### What to do
With the pictures omitted, write out the entries that follow exactly as they stand.

### Source records

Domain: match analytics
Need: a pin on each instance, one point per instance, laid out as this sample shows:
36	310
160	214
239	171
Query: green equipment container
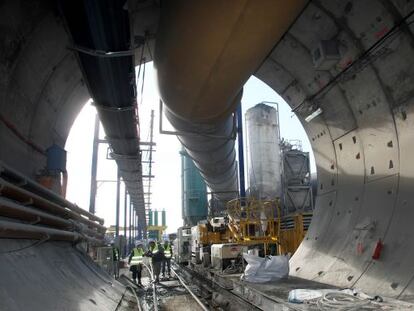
193	192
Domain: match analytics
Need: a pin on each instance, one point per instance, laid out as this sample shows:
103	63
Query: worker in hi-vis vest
167	260
135	262
115	259
156	252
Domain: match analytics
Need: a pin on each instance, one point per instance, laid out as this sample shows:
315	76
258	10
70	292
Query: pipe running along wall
204	54
362	137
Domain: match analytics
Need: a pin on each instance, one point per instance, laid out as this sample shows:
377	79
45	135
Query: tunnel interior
362	139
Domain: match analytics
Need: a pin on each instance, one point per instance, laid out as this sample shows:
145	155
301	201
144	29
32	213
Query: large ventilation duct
204	54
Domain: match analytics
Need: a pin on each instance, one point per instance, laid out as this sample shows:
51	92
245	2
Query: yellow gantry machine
255	222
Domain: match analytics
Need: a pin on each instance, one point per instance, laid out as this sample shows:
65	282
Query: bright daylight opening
166	185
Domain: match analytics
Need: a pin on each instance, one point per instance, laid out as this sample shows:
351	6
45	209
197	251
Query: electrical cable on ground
344	302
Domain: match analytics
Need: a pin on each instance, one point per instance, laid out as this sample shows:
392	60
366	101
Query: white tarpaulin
261	270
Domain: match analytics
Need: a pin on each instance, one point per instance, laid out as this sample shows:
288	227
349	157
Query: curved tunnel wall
41	86
363	142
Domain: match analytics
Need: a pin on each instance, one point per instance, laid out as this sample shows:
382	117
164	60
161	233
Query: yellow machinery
256	222
253	221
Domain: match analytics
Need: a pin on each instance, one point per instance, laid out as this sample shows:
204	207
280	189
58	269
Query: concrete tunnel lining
362	142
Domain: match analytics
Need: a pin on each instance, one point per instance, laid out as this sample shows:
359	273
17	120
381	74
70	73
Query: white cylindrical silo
264	160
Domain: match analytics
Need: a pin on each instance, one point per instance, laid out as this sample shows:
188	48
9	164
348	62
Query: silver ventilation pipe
205	51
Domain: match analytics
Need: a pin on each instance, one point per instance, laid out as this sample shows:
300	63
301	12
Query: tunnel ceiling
362	140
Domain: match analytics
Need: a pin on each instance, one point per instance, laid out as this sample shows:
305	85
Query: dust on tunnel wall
41	87
362	142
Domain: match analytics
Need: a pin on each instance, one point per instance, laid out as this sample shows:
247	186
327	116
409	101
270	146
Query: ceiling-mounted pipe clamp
115	109
119	156
100	53
196	134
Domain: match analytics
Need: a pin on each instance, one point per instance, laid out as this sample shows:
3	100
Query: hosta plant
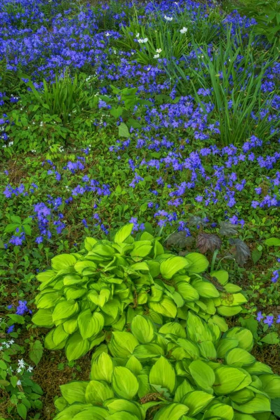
103	286
230	386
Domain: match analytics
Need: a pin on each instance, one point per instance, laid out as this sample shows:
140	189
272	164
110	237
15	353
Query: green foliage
267	16
235	94
16	378
106	284
195	371
64	97
55	115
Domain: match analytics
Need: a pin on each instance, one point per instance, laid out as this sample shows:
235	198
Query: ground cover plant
139	173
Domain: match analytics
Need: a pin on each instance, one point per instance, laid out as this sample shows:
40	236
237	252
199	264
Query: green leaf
22	410
70	326
166	307
205	289
230	379
102	368
43	318
244	337
221	275
198	263
125	383
228	311
89	243
275	407
172	265
148	351
141	249
76	347
123	130
122	415
123	233
197	401
101	298
163	374
36	351
202	374
271	338
259	404
239	357
98	392
273	242
65	309
122	344
120	405
271	385
63	261
90	325
182	390
134	365
56	338
85	268
189	293
225	345
172	411
47	300
173	328
219	411
74	392
143	329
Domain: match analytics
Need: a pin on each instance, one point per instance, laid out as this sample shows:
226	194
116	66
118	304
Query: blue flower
269	320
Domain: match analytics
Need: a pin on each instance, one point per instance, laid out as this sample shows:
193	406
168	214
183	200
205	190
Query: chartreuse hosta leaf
102	287
181	389
163	374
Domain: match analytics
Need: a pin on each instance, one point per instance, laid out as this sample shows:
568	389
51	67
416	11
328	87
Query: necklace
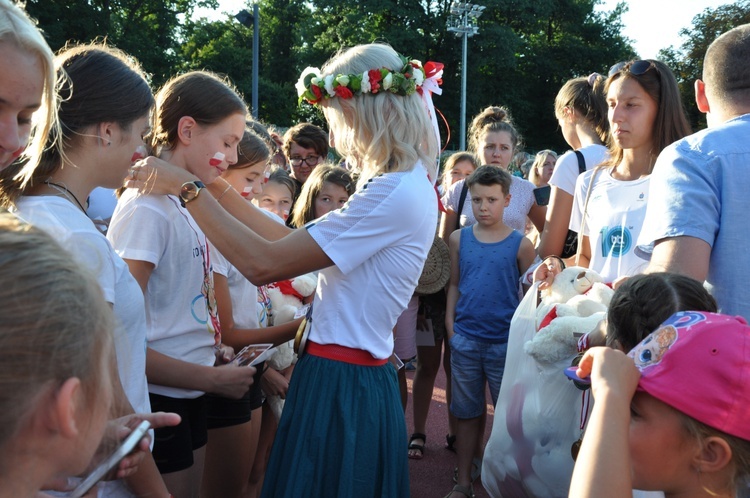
67	193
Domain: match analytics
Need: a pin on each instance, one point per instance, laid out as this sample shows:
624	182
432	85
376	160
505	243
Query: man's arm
685	255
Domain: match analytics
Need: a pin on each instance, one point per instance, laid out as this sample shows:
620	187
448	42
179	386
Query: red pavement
432	476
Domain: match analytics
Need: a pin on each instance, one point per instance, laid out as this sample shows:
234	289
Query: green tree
150	30
687	61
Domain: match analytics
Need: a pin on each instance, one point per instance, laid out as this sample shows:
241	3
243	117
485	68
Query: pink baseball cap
699	364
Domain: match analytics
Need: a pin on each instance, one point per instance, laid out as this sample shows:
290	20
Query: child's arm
454	243
239	338
603	466
526	255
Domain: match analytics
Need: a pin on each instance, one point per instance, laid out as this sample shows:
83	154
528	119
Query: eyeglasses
633	67
310	160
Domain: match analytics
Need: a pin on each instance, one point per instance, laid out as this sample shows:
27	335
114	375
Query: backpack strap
581	162
461	200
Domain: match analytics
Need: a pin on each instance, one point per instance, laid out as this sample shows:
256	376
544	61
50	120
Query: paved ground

### Answer to this problem
Domain: match analytics
Need: a pin on each instance, one point per instance, laid out as this sample shows:
36	310
160	214
239	171
Query: green equipment container
193	192
Domain: match analytics
Need: a pin on each instance, one point per instance, laid out as this sample shows:
103	63
Query: worker in hi-vis vest
167	260
135	262
115	259
156	252
Domain: match analytics
Need: a pin on each instance, one point per instance, laid out as this sample shows:
315	76
258	10
70	292
Query: pipe running along wall
204	54
362	137
Domain: match analytics
Need: a pin on each instance, one point per instance, laid out as this sample shows:
377	79
45	135
Query: tunnel interior
362	139
Domain: match analytics
Need: a pin on each instance, one point per instance, laid out as this sample shows:
145	155
301	201
144	29
32	213
Query: large ventilation duct
204	54
Domain: match analytics
Need: a pin on each instance, one point per instance, laid out as this sample shows:
51	92
245	2
Query: yellow gantry machine
255	222
Domain: match analytics
Need: a pin on each instance, one point per instance, laid out as this sample shows:
65	282
Query: bright daylight opening
166	185
Domain: match analytics
Need: a pin on each instance, one point per instance, laid out as this sample shows:
351	6
45	209
197	251
Query: electrical cable on ground
344	302
Domain: match analytics
Need: a pin on each instance, one point per instance, laid out as this sample shows:
392	60
366	101
Query: white tarpaulin
261	270
Domain: match analytics
Need: a pin on each instance, one point per instance, laid out as this sample shows:
288	227
349	157
Query: curved tunnel wall
41	86
363	142
Domain: match analytics
Need: a pin on each instance, one point per instance, laid out as this sample shows:
382	117
164	60
161	233
Query: yellow machinery
256	222
253	221
Domain: match analytics
Need: a pin on each instance, one point per instance, laid out as this sample shows:
204	207
280	189
58	269
Query: concrete tunnel lining
362	142
Domain: match analytics
Need: a pin on each instance, one point per instance, laid out as this sample shows:
359	273
17	120
381	74
70	73
Query: white cylindrical silo
264	160
Domain: match analytics
Need: a pin on each instance, one point per instance, laid out as this sample shows:
188	48
9	164
348	62
Query: silver ventilation pipe
205	51
Domain: match analytics
Need: a pin on each instance, one point per instance, laid out as this sample shows:
300	63
301	12
Query: tunnel ceiling
362	140
Domain: match analytics
Need: a pin on each instance, one point per instance, laid out as this sample shows:
305	85
Query: dust on tunnel wall
41	87
362	142
Domain: match analytics
Need: a pin on each instance, one point per instance, laid out as this sample shows:
247	186
327	116
409	101
270	146
Query: ceiling-mounted pipe clamp
115	109
119	156
100	53
196	134
Domain: match analytics
Need: a pin on each instance, one point per instance, laid out as this sample shows:
3	100
Query: hosta plant
103	286
230	386
Domain: match analytics
Need: a pin on each instance, one point per instance, laid out as this sample shows:
140	189
272	164
110	237
15	353
Query: green foliage
267	16
235	94
16	378
106	284
195	371
64	97
55	115
Domain: match analytics
Need: a pin on each instance, one point per instance, laid out as this sample shows:
235	198
Query: ground cover plant
139	173
Domain: match analytics
Need: a pin on each instance, one point per instance, laid out as this sample shows:
40	236
237	252
199	264
Query: green leaf
22	410
70	326
166	307
205	289
230	379
102	368
43	318
244	337
221	275
198	263
125	383
228	311
89	243
275	407
172	265
148	351
141	249
76	347
123	130
122	415
123	233
197	401
101	298
163	374
36	351
202	374
271	338
259	404
239	357
98	392
273	242
65	309
122	344
120	405
271	385
63	261
90	325
182	390
134	365
56	338
85	268
189	293
225	345
172	411
47	300
173	328
219	411
74	392
143	329
Domain: match analytics
Need: a pin on each instance, one point per instance, laid out as this sample shows:
226	194
116	66
118	304
Query: blue flower
269	320
Domain: match analytics
Need: a pin on each instance, one point per instance, laid out as this sample shows:
193	406
168	214
183	200
205	190
Query: chartreuse hosta leaf
102	287
181	389
163	374
Domain: match analytics
Need: a pin on each instance, one point per instance, laid out as this sample shows:
568	389
51	67
416	11
328	87
Query: necklace
67	193
Domain: match analytics
Need: a pin on each instance, one point per instance, laid out as this sample shows:
624	182
432	85
376	160
505	243
Query: man's arm
685	255
Domain: match analytics
Need: a pin on each instance, one point per instance, laid out as this sample shows:
620	187
448	42
179	386
Query: red pavement
432	476
Domain: match analytics
Need: a pin on each instance, one point per instance, laid out as this sample shows:
234	289
Query: green tree
150	30
687	61
Domain: match analytics
Need: a pin on each instance, one point per instance, laid out as this sample shows:
241	3
243	117
485	68
Query: pink baseball cap
699	364
Domain: match analytics
Need: a pin on each instance, one point per instance, laid out as this sample shows:
290	20
Query: child's arm
454	243
239	338
603	466
526	255
Domain: match analytics
Need: a pin on each instance, one point per instance, laid out as this sample shows:
83	154
528	119
Query: eyeglasses
633	67
310	160
Domain: match analytics
Need: a pin on each instance, one point per instance, laid out as this sample shows:
27	335
114	375
Query: backpack strap
581	162
461	200
Domain: match analytics
Need: a pin on each instance, one point per instance, laid out as this sample shows:
256	376
544	61
50	120
Query: paved ground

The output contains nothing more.